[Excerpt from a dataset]
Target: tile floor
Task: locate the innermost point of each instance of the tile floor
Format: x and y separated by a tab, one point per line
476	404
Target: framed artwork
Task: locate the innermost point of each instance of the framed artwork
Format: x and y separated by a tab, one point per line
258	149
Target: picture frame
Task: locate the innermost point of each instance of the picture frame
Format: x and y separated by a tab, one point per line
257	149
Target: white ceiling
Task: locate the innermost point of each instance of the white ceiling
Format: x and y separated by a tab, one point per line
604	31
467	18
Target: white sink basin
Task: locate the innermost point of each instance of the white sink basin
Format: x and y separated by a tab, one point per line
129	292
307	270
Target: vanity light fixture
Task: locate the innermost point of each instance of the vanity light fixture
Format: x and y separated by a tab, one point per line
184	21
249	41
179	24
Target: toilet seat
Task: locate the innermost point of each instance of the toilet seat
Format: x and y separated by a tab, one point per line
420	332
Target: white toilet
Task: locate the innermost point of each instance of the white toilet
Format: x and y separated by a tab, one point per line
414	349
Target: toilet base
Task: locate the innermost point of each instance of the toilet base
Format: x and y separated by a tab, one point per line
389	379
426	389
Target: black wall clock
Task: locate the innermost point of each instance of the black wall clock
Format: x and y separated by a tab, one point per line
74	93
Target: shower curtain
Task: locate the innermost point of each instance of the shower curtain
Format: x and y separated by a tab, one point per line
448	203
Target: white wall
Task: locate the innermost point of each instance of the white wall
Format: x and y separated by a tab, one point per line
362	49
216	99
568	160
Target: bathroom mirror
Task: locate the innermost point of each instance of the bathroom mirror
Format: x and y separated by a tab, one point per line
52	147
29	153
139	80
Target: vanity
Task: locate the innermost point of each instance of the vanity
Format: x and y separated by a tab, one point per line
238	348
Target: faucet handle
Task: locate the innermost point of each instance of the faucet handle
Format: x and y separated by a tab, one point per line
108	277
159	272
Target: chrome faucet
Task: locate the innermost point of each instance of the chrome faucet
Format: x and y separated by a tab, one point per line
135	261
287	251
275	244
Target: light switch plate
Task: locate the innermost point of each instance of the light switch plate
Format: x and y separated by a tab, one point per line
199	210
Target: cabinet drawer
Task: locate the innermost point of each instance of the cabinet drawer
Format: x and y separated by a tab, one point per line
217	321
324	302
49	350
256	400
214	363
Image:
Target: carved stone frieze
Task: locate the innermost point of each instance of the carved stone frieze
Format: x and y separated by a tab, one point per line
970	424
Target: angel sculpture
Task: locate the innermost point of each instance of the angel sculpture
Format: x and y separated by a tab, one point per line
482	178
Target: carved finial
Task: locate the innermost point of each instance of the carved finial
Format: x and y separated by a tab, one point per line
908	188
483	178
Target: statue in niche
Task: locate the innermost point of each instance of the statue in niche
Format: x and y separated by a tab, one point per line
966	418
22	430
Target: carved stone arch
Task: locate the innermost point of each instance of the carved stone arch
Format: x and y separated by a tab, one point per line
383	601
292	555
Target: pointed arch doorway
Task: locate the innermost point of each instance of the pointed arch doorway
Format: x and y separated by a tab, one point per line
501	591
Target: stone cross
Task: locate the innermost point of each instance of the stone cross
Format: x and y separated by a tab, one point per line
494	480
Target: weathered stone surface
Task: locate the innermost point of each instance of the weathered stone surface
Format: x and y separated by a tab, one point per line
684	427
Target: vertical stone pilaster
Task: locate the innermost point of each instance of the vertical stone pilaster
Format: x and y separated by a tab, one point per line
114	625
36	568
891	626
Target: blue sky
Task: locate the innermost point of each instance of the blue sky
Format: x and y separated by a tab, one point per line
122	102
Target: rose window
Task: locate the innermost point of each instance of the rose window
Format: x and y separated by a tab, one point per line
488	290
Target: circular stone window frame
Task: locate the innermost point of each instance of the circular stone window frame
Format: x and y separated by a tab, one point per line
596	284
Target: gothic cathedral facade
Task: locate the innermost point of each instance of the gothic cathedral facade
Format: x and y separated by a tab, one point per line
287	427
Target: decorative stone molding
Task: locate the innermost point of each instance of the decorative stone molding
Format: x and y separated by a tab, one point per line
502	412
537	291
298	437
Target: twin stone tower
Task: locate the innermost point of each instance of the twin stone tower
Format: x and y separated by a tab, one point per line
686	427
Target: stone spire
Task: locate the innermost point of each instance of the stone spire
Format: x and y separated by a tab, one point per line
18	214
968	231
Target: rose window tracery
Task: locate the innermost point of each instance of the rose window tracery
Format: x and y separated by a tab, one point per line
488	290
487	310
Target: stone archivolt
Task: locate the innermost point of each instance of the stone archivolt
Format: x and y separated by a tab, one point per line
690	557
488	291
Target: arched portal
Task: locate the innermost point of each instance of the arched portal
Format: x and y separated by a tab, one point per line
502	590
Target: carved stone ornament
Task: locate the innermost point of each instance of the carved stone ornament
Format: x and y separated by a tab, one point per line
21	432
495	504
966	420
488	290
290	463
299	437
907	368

→ **PROBLEM REQUIREMENTS**: Return the entries above exactly as they appear.

→ **WRITTEN ANSWER**:
Target: tile floor
Task: locate the innermost point of each instance of the tile floor
Format: x and y separated by a tab, one point per line
476	404
Target: framed artwork
Task: locate the innermost point of each instance of the framed artwork
Format: x and y separated by a tab, one point per line
258	149
Target: picture frame
Task: locate the innermost point of each instance of the picture frame
Format: x and y separated by a tab, one point per line
257	149
Target: white ceiling
Task: locate the innermost point of each instance of the white ceiling
Format: x and y separated by a tab, one point per line
604	31
467	18
Target: white sink basin
Task: locate the innermost point of each instance of the white sink basin
Format: x and y separated by a tab, one point per line
129	292
307	270
Target: vanity light fixture
Task: locate the innermost point of each instance of the vanity light fixture
Format: x and y separated by a tab, one point per line
184	21
249	41
179	24
Target: toilet seat
Task: locate the innermost point of each instance of the toilet seat
Format: x and y separated by a tab, one point per line
420	332
Target: white toilet
Task: locate the innermost point of each instance of the white toilet
Format: x and y separated by a tab, one point per line
414	349
Target: toilet base
Task: locate the innermost point of each instance of the toilet base
Format: x and y separated by a tab, one point per line
389	379
426	389
Target: black wall clock
Task: locate the innermost point of each instance of the black wall clock
Format: x and y separated by a tab, one point per line
74	93
Target: shower curtain
Task: locate the innermost point of each instance of the shower curtain
Format: x and y separated by a tab, one point per line
448	203
Target: white wall
Task: locate the innermost point of each instance of the white wall
Format: x and y separated by a tab, one point per line
362	49
216	99
568	160
Target: bathroom mirror
Task: locate the innermost point of each instance of the bathroom mirror
Format: x and y separated by a tab, one point per line
52	147
29	153
139	80
Target: vanity
Task: locate the innermost point of each instance of the vanity
Format: x and y separated by a tab, one point per line
238	348
Target: faucet handle
Task: locate the innermost point of each instance of the faucet handle
Format: x and y separated by a tab, one point per line
108	277
159	272
Target: chrome faucet
Task: locate the innermost point of each instance of the chrome faucet
Format: x and y separated by a tab, one point per line
135	261
287	251
275	244
Target: light switch plate
Task: locate the innermost point of each instance of the light switch plate
Format: x and y separated by a tab, one point per line
199	210
Target: cabinet drawer
Task: locate the innermost point of each instance of the cabinet drawer
Format: x and y separated by a tab, one point per line
217	321
324	302
49	350
256	400
214	363
Image:
Target: carved stone frieze
Task: locate the innermost point of each instance of the carved stone frieze
Format: x and y separated by a tab, one point per line
970	424
Target: angel sculpture
Task: locate the innermost point of each instance of the angel sculpture
Format: x and y separated by a tab, one point per line
482	178
Target: carved finial
Task: locate the innermost point of each instance of the carved finial
Format: x and y separated by a tab, one point per line
908	188
483	178
Target: statue in niche
Task: locate the innermost point of each instance of the statue in niche
Format: x and y separated by a tab, one point per line
966	418
22	430
Target: carved stone arch
Task: locate the innermost point of each instance of the carved stone arch
Format: x and y separated by a tab, one point per line
383	601
292	555
Target: pointed arch doorway
Task: locate the innermost point of each instance of the pointed arch doorway
Format: x and y separated by a tab, one point per line
501	591
Target: stone cross
Task: locate the innermost point of each instance of the stone cross
Format: x and y separated by a tab, one point per line
494	480
Target: weathered stone surface
Task: locate the innermost point of each instance of the weathered stone surface
Format: x and y separated by a tab, one point per line
684	427
Target: vertical stone pilaster
Task: locate the innermost point of each instance of the vertical stone pilaster
Format: x and y separated by a tab, one point per line
114	625
36	568
891	626
Target: blue sky
Task: locate the innermost point of each instance of the blue sky
Format: x and y separated by a tab, one point per line
122	102
Target: rose window
Task: locate the innermost point of each instance of the rose window
Format: x and y separated by a tab, one point per line
488	290
Target: circular stone window frame
Task: locate the innermost point of each instance of the circular stone window frame
Format: x and y separated by a tab, one point per line
596	284
Target: gothic cathedral facade
Task: locate the innermost point of each instance of the gothic cathedral facade
Format: x and y separated by a tab, one point per line
287	427
Target: decorative stone molding
Task: locate the innermost point of each instance of the decorative stone molding
Format: x and y separated by a tab, one point per line
502	412
537	291
298	437
Target: twin stone tower
Task: locate the innermost point of each instance of the twin stone tower
Format: x and y separated by a tab, one point per line
686	427
Target: stone spire
Task: locate the innermost point of each instance of the stone spire
Format: x and y separated by a tab, one point per line
18	214
968	231
Target: rose window tracery
Task: locate the innermost point of each instance of the rose window tracery
Format: x and y separated by a tab, one point per line
488	290
487	310
Target: stone archivolt
Task: locate the innermost point of each instance of the stone archivolt
Format: x and y separated by a tab, one point per line
690	557
488	291
Target: arched portal
Task: locate the innermost point of each instance of the arched portal
Format: x and y separated by a tab, one point per line
502	590
Target: carved stone ornament
Task: locate the innermost point of each instance of the carved stone ornament
Format: x and y separated by a tab, one point per line
21	432
495	504
966	420
488	290
290	463
299	437
907	368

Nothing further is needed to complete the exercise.